[EXERCISE 1]:
Answer these questions about the list of Floxide examples:
(a) Which file shows how to fan out a single input into multiple items for parallel processing?
(b) Which attribute defines retry policies within the workflow! macro?
(c) Which enum output do the composite nodes in branching_example.rs branch on?
[EXERCISE 2]: From the list of Floxide examples, extract the passage between "The examples/ directory" and "on batch results.", inclusive.
[EXERCISE 3]: Translate this sentence from the list of Floxide examples into French: "The examples/ directory contains various demonstrations of Floxide's features:"

[GIVEN TEXT]:
---
The examples/ directory contains various demonstrations of Floxide's features:

• node_macro_example.rs: Basic usage of the node! macro to define a node with internal state and custom context.
• branching_example.rs: Demonstrates a workflow with a shared context (MyCtx) and composite nodes that branch based on an enum output (FooAction).
• split_example.rs: Shows how to use SplitNode to fan-out a single input into multiple items for parallel processing.
• merge_example.rs: Complements split_example by using a custom MergeNode to collect results from parallel branches, holding until all expected inputs arrive.
• batch_example.rs: Demonstrates BatchNode for processing items in groups, followed by routing based on batch results.
• retry_example.rs: Using RetryNode (via with_retry) to wrap a node that might fail transiently, applying a retry policy.
• retry_macro_example.rs: Defining retry policies directly within the workflow! macro using the #[retry = ...] attribute.
---
(Source records)
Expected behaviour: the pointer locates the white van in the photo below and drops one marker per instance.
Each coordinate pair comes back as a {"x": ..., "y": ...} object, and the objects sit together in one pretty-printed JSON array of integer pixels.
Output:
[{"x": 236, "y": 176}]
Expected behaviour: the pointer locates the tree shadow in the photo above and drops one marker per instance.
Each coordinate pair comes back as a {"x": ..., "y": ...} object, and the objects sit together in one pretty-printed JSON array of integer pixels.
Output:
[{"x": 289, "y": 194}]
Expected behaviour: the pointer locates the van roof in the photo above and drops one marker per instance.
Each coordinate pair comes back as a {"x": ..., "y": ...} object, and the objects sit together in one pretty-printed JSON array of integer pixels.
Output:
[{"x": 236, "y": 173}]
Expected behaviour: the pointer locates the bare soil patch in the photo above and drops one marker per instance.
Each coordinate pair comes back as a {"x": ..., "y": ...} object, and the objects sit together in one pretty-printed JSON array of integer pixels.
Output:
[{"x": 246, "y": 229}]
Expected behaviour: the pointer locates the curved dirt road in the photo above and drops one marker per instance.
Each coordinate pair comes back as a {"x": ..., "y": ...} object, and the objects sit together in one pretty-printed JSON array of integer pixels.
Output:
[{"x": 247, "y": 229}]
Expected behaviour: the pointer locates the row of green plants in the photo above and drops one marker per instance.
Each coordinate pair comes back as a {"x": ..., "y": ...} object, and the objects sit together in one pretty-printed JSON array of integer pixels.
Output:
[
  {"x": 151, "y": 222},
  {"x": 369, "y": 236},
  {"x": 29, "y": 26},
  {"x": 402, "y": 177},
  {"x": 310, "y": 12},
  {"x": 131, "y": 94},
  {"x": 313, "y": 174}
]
---
[EXERCISE RESPONSE 1]:
(a) split_example.rs
(b) #[retry = ...]
(c) FooAction

[EXERCISE RESPONSE 2]:
The examples/ directory contains various demonstrations of Floxide's features:

• node_macro_example.rs: Basic usage of the node! macro to define a node with internal state and custom context.
• branching_example.rs: Demonstrates a workflow with a shared context (MyCtx) and composite nodes that branch based on an enum output (FooAction).
• split_example.rs: Shows how to use SplitNode to fan-out a single input into multiple items for parallel processing.
• merge_example.rs: Complements split_example by using a custom MergeNode to collect results from parallel branches, holding until all expected inputs arrive.
• batch_example.rs: Demonstrates BatchNode for processing items in groups, followed by routing based on batch results.

[EXERCISE RESPONSE 3]: Le répertoire examples/ contient diverses démonstrations des fonctionnalités de Floxide :